--- begin Data records ---

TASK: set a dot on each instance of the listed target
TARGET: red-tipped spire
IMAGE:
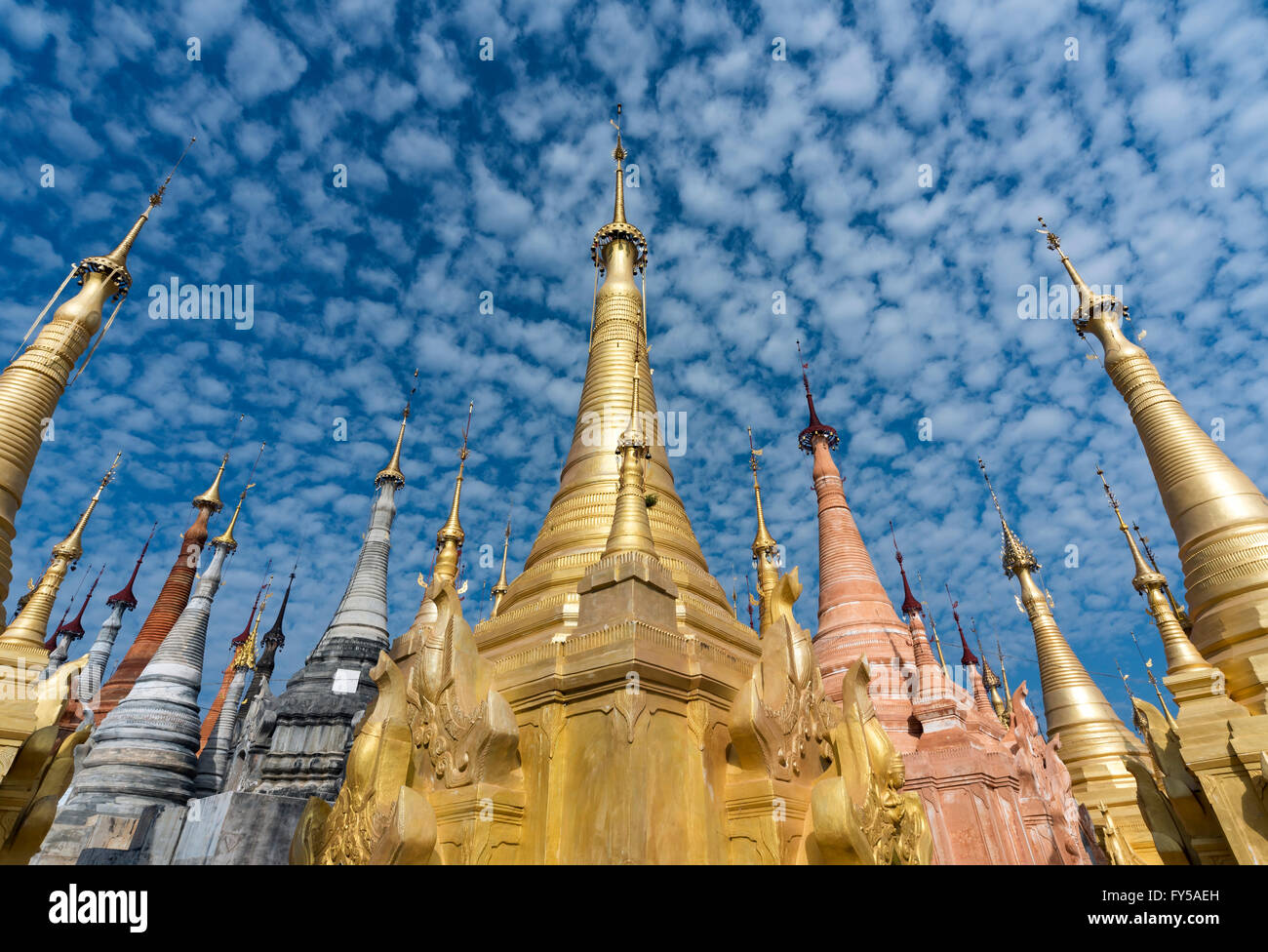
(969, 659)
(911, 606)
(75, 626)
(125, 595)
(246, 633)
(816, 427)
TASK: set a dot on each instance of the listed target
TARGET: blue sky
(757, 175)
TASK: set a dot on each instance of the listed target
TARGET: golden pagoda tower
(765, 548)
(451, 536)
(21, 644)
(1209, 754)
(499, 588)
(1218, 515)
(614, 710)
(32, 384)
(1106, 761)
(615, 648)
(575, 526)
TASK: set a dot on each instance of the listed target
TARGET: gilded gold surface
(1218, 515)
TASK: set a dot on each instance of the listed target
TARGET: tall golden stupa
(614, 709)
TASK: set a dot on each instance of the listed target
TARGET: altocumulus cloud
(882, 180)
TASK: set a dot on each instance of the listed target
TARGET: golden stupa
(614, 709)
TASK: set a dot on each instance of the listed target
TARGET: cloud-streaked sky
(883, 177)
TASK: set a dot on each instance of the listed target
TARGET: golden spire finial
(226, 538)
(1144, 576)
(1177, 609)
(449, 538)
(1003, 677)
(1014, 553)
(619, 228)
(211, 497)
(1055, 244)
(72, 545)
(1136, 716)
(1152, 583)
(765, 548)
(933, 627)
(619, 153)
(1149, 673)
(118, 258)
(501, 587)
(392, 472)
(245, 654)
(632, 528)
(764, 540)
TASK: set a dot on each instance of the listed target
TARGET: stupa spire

--- end Data records ---

Aim of the exercise |
Transcribe every entry word for word, but omit the pictures.

Result of the exercise |
TASK: set a dot on each instance of the listed target
TARGET: red-tipped spire
IMAGE:
(969, 659)
(911, 606)
(75, 626)
(125, 595)
(246, 633)
(816, 427)
TASK: set a dot on each instance of the listed target
TARGET: blue sky
(757, 175)
TASK: set a dot on each instance of the listed target
TARGET: golden pagoda tower
(765, 548)
(451, 536)
(21, 644)
(1209, 754)
(499, 588)
(1218, 515)
(614, 710)
(32, 384)
(1106, 761)
(615, 648)
(575, 526)
TASK: set a dot on each instance of the listed target
TARGET: gilded gold surface
(1218, 515)
TASK: set a dot on each instance of the listed target
TARGET: tall golden stupa
(614, 709)
TASK: set a dot on each instance of the listed target
TARGET: altocumulus cloud
(882, 180)
TASK: set a dot on each instance of the listed target
TARGET: golden stupa
(614, 709)
TASK: set a dot on each instance of the listed target
TARGET: cloud-streaked sky
(883, 177)
TASK: set a dot on each instance of the listed target
TARGET: golden spire finial
(226, 538)
(1144, 576)
(1177, 609)
(449, 538)
(1003, 677)
(1014, 553)
(619, 228)
(211, 497)
(1055, 244)
(72, 545)
(1136, 716)
(1152, 583)
(765, 548)
(933, 627)
(619, 153)
(1149, 673)
(118, 258)
(501, 587)
(392, 472)
(245, 654)
(632, 528)
(764, 540)
TASK: set a dot on each instance of the listed target
TARGET: stupa spire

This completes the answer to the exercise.